_The data_
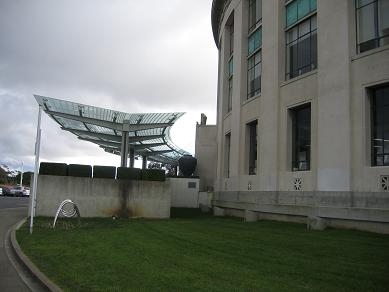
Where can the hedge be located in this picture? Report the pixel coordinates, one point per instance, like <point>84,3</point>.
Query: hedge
<point>129,173</point>
<point>51,168</point>
<point>153,174</point>
<point>104,171</point>
<point>79,170</point>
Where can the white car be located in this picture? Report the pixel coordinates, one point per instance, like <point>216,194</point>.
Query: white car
<point>19,191</point>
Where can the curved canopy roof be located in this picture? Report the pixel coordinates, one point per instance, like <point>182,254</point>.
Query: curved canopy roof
<point>149,133</point>
<point>218,7</point>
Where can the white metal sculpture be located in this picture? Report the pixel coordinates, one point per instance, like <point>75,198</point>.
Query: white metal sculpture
<point>66,213</point>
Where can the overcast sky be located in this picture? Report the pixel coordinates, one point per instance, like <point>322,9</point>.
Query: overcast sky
<point>131,56</point>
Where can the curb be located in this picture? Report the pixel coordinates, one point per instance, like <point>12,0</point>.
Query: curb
<point>45,283</point>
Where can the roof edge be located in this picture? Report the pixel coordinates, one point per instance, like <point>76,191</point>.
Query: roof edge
<point>216,13</point>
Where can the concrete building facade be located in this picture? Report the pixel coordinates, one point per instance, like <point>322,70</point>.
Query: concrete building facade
<point>303,108</point>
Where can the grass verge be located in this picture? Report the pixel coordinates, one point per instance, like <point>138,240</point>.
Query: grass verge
<point>194,252</point>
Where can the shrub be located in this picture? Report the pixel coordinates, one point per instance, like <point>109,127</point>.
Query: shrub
<point>79,170</point>
<point>153,174</point>
<point>129,173</point>
<point>51,168</point>
<point>104,171</point>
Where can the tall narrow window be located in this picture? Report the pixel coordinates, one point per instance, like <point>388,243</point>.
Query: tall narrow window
<point>301,136</point>
<point>255,14</point>
<point>252,149</point>
<point>254,58</point>
<point>301,37</point>
<point>230,67</point>
<point>227,150</point>
<point>380,126</point>
<point>372,24</point>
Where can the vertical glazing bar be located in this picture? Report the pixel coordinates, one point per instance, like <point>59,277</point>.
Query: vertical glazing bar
<point>132,157</point>
<point>124,149</point>
<point>35,182</point>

_Prompt_
Would you show each line of the material above that contains the string "located"?

_Problem solution_
Where can the hedge be located in this picture? Report the pixel coordinates, one point per instance, like <point>84,3</point>.
Where can the white car be located in this picture? Report the pixel coordinates, one point per instance, like <point>216,194</point>.
Where can the curved canopy roof be located in this picture? Report the pixel coordinates, one point per instance, like <point>182,254</point>.
Where can the white metal sculpture be located in this picture? Report the pixel coordinates, one point per instance, like <point>75,198</point>.
Where can the overcast sky be located in this picture? Report the pixel coordinates, one point per instance, like <point>322,9</point>.
Where can the curb be located in this picture? Report the pixel coordinates, one point per instance, like <point>12,0</point>.
Where can the roof edge be located in this picture? Report the pixel coordinates, one point per instance, like <point>76,191</point>.
Where can the concrete building facade be located in this picture? Report the pixel coordinates, one point per instance, like <point>322,70</point>.
Where can the grass verge be located in this picture? Report the pixel coordinates, one point per instance, like <point>138,240</point>.
Where can the shrub be located in this picture? Report the pixel coordinates, one point per instance, like <point>109,127</point>.
Where can the tall narrow window be located in this picture? Report the pixel coordinates, one point per instance, like <point>388,243</point>.
Where can the vertical glazing bar be located in this picture? Report the pixel coordinates, one point per instance, like <point>59,277</point>.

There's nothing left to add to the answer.